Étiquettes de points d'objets
******************************

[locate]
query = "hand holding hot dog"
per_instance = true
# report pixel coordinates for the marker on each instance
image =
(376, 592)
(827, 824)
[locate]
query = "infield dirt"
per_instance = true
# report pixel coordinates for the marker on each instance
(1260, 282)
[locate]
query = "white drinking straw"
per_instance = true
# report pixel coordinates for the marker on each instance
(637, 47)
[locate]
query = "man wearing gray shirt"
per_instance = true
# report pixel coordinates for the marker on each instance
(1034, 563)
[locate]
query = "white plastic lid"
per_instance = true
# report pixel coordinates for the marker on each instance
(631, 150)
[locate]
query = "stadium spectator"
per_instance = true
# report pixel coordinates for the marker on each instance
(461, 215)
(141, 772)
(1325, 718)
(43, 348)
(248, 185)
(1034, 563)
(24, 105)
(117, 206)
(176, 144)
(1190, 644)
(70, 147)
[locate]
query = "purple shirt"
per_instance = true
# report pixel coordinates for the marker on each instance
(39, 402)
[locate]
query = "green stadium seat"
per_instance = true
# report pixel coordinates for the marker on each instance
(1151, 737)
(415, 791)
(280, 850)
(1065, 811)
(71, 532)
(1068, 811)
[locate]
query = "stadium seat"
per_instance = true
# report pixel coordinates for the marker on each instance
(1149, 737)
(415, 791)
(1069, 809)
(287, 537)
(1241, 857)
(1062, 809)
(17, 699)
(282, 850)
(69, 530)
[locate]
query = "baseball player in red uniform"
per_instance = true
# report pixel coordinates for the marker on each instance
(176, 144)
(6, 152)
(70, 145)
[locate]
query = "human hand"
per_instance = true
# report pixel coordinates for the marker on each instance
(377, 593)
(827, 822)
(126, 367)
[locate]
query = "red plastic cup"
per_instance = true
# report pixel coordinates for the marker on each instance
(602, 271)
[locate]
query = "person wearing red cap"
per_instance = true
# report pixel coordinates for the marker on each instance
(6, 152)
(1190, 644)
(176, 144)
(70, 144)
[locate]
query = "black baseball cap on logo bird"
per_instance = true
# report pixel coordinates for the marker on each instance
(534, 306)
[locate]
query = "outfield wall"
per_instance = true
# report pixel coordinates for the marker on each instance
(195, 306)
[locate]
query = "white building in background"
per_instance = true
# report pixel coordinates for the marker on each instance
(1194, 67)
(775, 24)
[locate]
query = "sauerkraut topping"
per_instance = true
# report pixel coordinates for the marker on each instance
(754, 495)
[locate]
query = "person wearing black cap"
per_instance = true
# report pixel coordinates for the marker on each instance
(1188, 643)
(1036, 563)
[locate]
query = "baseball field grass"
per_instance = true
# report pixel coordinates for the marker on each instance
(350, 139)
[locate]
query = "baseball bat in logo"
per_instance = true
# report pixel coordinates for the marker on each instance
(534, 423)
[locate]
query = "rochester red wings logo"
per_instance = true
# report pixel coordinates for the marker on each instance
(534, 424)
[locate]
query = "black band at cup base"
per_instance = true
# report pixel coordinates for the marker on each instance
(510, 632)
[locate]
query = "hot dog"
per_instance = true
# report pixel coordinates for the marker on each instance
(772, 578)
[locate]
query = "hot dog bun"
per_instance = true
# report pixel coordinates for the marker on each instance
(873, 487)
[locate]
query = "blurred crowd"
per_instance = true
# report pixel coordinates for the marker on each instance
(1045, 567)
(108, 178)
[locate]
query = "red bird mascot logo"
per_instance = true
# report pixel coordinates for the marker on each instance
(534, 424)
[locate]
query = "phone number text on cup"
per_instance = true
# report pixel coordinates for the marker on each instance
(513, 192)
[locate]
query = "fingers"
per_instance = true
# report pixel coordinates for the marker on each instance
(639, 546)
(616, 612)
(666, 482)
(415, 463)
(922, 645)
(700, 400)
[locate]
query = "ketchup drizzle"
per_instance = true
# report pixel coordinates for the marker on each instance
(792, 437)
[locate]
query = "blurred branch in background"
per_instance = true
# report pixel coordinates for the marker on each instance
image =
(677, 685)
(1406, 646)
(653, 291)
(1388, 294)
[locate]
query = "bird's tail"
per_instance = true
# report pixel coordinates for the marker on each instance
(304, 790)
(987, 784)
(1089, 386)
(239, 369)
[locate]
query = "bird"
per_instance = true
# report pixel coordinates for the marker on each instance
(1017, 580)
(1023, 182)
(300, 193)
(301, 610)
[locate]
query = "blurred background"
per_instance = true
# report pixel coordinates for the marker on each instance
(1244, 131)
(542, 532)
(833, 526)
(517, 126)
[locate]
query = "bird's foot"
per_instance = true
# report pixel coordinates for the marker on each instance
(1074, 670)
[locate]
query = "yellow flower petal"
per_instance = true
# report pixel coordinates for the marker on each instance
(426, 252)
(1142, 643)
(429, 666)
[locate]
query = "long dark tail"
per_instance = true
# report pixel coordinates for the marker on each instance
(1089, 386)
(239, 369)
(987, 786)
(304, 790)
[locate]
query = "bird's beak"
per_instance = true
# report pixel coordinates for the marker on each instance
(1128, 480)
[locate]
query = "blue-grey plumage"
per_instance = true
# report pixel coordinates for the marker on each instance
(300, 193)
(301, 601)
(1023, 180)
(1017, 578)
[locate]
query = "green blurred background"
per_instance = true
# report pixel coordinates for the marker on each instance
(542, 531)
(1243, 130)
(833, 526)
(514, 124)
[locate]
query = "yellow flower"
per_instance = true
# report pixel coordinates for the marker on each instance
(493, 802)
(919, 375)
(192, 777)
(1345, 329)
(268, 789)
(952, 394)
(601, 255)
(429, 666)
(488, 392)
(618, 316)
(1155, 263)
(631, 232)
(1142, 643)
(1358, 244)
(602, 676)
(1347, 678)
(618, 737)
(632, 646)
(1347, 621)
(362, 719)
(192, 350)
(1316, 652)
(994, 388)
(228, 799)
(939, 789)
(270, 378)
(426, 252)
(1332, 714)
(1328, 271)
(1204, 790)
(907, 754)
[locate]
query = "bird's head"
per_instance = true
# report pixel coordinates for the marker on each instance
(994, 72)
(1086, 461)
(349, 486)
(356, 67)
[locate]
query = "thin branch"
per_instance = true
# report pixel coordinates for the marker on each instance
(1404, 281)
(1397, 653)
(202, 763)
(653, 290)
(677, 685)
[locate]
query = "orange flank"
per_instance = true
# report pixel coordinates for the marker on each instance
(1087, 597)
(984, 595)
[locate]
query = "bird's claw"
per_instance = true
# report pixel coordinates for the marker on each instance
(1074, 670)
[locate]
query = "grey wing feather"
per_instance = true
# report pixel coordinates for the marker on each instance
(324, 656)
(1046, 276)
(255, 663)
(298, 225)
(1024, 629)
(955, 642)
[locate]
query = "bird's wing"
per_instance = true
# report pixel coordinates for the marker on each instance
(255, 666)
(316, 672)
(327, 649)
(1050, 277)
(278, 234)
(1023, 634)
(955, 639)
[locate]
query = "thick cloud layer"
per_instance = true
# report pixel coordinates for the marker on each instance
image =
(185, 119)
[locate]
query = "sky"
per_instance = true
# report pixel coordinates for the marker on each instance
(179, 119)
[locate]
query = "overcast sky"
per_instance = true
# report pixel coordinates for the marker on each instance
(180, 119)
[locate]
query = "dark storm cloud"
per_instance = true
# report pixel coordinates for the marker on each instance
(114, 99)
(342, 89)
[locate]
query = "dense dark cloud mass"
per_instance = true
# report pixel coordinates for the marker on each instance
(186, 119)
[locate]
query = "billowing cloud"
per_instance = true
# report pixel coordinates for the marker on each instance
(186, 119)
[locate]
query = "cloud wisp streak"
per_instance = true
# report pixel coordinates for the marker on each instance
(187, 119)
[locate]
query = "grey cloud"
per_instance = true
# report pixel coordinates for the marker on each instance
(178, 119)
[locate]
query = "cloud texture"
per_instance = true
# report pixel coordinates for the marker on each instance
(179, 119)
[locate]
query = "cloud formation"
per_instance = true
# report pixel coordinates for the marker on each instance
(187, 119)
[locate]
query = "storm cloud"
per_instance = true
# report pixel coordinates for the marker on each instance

******************************

> _Objectif_: Recopiez tout, depuis le début des enregistrements jusqu'à la ligne qui contient "(1260, 282)" incluse, en substituant "dot" à "marker" sans rien modifier d'autre.

> _Réponse finale_:
[locate]
query = "hand holding hot dog"
per_instance = true
# report pixel coordinates for the dot on each instance
image =
(376, 592)
(827, 824)
[locate]
query = "infield dirt"
per_instance = true
# report pixel coordinates for the dot on each instance
(1260, 282)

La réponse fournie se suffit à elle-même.